═══ Data in this exercise ═══

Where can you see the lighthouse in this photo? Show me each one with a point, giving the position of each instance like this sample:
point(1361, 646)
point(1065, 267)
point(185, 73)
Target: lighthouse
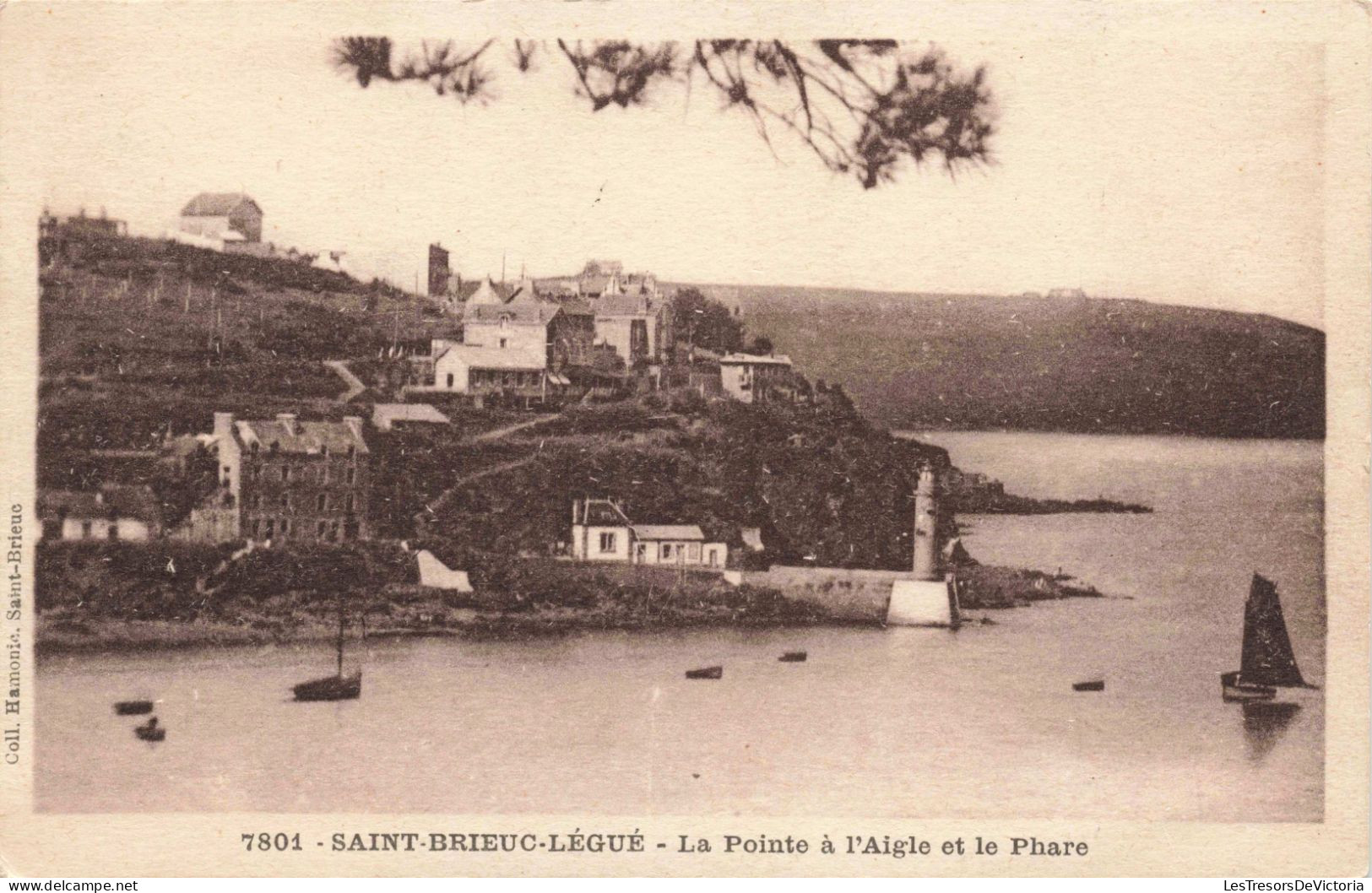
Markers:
point(926, 527)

═══

Respond with the count of lines above holding the string "lighthouse", and leave out everything else.

2